Stated exercise 1: From the rows that follow the article, collect every line containing the word "glass" and copy each one in full.

Text provided:
##############################

Sunrun, Tesla, Renew Home Unveil 16.8 GW Virtual Power Plant For AI Data Centers

Sunrun, Tesla and Renew Home said they will aggregate more than 16 GW of home batteries and thermostats into a virtual power plant that sells dispatchable capacity to AI data centers.

Sunrun, Tesla, Renew Home Unveil 16.8 GW Virtual Power Plant For AI Data Centers

Sunrun, Tesla, and Renew Home are unveiling what they call the largest distributed power plant ever assembled in the United States. The three companies said on June 24 they will aggregate more than 16 gigawatts of home batteries, smart thermostats, and connected devices into a single virtual power plant (VPP) framework aimed squarely at powering the country's AI data-center boom — sending Sunrun shares up as much as 26 percent on the day.

How the 16.8 GW gets built

The framework pools capacity from three separate fleets: hundreds of thousands of home battery systems already installed by Sunrun and Tesla, plus more than 8 million grid-responsive smart thermostats and devices managed by Renew Home — the residential VPP formed in 2024 by combining Google's Nest Renew service with California startup OhmConnect. The partners pitch the offering as "capacity-as-a-solution": data centers and utilities can subscribe to dispatchable megawatts, and the three companies say they can bring the capacity online "in months, not years" without any new hardware, land, or interconnection queue.

Sunrun, Tesla and Renew Home virtual power plant capacity summary showing 16.8 GW aggregated across markets.

Data Center Alley is the first target

The companies said they have more than 300 megawatts of capacity ready for immediate deployment in northern Virginia — the heart of "Data Center Alley" — expected to grow to at least 500 MW by 2030 as more household batteries and thermostats enroll. They also plan to commit capacity to PJM Interconnection's proposed Reliability Backstop Procurement, and to sell into California, Texas, Illinois and Ohio markets where distributed capacity is most valuable. U.S. data-center demand is projected to reach 41 GW in 2026 and 66 GW in 2027, and hyperscalers are racing anything they can plug in.

##############################

Records for this task:
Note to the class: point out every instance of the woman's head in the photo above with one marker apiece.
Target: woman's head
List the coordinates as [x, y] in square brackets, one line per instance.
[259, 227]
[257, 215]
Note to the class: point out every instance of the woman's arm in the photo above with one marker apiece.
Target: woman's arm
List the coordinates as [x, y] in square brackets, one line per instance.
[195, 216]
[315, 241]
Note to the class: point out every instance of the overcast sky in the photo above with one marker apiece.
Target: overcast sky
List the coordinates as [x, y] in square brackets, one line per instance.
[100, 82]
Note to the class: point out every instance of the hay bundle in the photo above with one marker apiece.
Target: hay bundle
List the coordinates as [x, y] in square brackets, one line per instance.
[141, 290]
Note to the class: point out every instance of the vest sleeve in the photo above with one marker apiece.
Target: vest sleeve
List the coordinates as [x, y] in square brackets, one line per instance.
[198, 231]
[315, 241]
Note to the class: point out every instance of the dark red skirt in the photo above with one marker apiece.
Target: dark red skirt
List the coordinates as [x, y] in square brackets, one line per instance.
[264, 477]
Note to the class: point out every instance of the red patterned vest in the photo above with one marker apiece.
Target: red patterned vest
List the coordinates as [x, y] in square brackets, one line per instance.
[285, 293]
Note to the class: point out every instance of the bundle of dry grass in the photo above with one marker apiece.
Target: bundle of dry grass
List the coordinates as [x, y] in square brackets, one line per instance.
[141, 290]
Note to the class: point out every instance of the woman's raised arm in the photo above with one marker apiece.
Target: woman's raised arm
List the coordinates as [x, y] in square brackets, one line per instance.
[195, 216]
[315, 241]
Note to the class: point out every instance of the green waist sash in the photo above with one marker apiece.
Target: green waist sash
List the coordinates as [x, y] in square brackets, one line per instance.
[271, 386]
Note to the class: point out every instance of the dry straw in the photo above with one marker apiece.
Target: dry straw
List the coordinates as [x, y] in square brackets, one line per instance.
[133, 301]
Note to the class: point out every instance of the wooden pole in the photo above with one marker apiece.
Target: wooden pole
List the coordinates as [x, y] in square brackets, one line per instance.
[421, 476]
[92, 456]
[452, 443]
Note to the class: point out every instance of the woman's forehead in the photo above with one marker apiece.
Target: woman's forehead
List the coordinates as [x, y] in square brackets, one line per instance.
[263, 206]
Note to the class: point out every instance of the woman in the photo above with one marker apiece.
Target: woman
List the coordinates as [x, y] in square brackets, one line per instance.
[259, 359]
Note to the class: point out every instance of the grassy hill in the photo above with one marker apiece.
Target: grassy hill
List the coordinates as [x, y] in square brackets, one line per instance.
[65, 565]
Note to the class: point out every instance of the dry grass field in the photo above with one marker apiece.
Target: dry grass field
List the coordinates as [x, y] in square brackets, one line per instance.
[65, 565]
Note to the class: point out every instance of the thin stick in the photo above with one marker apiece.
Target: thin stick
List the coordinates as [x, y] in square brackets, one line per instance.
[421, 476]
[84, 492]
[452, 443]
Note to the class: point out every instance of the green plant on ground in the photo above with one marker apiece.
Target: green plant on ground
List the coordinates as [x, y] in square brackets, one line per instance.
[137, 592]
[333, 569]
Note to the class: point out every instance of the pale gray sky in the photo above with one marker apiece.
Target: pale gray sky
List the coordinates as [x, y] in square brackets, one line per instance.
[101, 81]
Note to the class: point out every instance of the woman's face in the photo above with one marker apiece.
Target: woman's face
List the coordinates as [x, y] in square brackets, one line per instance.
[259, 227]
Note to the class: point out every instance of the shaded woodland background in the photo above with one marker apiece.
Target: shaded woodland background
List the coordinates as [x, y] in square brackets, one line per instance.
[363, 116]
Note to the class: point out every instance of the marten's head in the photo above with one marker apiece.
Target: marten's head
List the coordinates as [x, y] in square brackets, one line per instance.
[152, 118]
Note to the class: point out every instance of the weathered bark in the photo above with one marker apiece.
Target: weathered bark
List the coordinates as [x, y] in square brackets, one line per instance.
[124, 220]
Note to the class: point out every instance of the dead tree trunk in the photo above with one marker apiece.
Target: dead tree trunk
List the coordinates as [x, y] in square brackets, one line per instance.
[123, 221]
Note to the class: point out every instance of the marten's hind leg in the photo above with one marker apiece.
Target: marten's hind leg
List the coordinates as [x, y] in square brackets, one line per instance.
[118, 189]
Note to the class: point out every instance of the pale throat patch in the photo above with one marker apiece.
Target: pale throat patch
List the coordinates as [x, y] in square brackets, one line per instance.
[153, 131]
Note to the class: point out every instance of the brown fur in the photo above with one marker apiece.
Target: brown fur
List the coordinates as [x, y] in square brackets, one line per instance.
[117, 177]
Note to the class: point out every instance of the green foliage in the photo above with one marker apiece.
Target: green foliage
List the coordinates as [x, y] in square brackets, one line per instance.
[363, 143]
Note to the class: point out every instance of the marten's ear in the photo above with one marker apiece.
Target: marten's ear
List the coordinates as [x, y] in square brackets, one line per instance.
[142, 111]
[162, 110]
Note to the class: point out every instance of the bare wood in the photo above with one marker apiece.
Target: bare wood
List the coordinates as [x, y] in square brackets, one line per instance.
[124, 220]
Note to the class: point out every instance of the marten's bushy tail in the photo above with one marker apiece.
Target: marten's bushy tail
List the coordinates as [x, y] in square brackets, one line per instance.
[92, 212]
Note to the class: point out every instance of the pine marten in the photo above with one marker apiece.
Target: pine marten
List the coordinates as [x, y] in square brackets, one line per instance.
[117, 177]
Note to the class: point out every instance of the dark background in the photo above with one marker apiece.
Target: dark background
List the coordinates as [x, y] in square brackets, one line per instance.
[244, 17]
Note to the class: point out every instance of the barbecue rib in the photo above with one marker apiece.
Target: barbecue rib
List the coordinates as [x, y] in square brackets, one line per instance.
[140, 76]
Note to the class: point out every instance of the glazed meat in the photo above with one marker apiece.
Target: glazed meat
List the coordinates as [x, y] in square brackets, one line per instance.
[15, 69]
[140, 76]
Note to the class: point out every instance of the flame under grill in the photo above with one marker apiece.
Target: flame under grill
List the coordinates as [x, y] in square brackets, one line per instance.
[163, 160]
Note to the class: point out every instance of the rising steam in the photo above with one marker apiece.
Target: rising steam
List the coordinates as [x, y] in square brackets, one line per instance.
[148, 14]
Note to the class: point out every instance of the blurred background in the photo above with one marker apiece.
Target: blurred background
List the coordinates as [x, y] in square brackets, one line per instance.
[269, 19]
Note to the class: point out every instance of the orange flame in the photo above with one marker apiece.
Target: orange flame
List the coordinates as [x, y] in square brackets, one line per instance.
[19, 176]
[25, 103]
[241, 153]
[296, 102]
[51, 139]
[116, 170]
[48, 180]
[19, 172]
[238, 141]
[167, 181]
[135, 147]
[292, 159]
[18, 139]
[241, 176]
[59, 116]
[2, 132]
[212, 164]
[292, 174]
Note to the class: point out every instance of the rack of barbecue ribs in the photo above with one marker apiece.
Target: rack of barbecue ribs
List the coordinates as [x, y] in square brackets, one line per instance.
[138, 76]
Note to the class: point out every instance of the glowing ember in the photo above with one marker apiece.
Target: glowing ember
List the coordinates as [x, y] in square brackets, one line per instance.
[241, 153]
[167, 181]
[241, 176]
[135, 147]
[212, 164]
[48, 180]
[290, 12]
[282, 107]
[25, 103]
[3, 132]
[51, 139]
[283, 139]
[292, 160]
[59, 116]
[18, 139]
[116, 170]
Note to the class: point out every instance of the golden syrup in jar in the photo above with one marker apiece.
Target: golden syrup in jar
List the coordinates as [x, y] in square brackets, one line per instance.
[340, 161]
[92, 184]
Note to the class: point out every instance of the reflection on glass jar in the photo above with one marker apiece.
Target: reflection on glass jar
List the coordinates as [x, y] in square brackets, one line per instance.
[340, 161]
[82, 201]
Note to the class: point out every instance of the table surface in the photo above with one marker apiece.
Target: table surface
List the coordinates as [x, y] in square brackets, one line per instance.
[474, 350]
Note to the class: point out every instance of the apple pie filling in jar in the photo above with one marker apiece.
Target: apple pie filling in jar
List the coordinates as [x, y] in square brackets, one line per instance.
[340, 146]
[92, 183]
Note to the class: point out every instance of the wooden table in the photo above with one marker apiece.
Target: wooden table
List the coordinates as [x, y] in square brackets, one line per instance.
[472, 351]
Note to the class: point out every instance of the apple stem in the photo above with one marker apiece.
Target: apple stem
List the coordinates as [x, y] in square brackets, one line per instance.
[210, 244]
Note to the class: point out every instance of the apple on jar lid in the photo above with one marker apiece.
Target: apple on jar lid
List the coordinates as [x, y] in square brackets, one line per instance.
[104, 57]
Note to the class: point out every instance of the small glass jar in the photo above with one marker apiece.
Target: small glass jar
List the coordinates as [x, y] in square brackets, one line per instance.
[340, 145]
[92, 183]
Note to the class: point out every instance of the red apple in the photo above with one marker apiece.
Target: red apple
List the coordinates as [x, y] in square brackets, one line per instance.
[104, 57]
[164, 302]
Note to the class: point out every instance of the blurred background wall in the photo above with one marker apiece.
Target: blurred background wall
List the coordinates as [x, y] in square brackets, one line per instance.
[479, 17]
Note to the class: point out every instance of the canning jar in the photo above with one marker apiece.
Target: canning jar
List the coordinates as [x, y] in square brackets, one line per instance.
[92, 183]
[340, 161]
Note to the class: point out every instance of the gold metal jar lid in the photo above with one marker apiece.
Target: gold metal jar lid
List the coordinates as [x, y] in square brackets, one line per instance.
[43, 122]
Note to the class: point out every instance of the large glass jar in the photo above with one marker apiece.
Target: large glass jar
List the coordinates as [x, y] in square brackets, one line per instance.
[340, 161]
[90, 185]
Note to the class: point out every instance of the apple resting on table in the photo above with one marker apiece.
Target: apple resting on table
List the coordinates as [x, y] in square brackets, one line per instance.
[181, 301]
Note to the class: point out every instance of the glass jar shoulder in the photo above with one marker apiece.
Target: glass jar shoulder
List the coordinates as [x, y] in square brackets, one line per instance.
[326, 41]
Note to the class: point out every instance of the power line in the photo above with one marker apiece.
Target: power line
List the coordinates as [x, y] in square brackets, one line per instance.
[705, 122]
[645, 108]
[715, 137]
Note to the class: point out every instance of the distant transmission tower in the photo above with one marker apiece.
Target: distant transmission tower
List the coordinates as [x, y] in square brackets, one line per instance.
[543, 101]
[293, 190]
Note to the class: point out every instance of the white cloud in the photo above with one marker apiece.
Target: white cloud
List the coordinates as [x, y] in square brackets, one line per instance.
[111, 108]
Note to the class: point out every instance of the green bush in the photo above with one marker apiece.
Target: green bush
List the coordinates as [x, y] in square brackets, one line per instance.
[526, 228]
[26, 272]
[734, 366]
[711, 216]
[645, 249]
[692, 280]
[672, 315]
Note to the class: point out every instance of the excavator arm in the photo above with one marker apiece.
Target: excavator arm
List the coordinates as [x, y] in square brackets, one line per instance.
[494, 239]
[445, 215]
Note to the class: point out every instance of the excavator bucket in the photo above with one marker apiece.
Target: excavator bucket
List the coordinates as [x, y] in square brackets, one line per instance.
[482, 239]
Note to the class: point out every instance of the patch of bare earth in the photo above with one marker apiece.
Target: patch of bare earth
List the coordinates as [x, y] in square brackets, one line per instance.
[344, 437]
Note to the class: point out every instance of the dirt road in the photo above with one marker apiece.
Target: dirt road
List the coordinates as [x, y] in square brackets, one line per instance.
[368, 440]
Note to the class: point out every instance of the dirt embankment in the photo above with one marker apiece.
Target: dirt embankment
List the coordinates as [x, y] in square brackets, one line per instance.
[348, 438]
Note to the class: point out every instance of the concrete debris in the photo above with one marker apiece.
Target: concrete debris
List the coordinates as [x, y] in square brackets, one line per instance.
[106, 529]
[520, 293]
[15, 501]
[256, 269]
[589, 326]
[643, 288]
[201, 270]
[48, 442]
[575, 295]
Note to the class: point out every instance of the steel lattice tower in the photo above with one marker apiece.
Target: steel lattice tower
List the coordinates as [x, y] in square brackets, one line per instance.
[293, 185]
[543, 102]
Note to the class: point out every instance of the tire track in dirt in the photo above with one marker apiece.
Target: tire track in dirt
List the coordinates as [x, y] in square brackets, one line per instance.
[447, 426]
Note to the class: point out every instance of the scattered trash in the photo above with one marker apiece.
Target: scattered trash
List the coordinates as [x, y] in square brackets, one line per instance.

##############################

Stated exercise 2: According to the virtual power plant article, how much capacity do the companies have ready for immediate deployment in northern Virginia?

Full solution 1:
Note to the class: point out every instance of the reflection on glass jar in the photo above with one marker apiece.
Target: reflection on glass jar
Note to the class: point out every instance of the small glass jar in the photo above with one marker apiece.
Target: small glass jar
Note to the class: point out every instance of the large glass jar in the photo above with one marker apiece.
Target: large glass jar
Note to the class: point out every instance of the glass jar shoulder in the photo above with one marker apiece.
Target: glass jar shoulder

Full solution 2: More than 300 megawatts.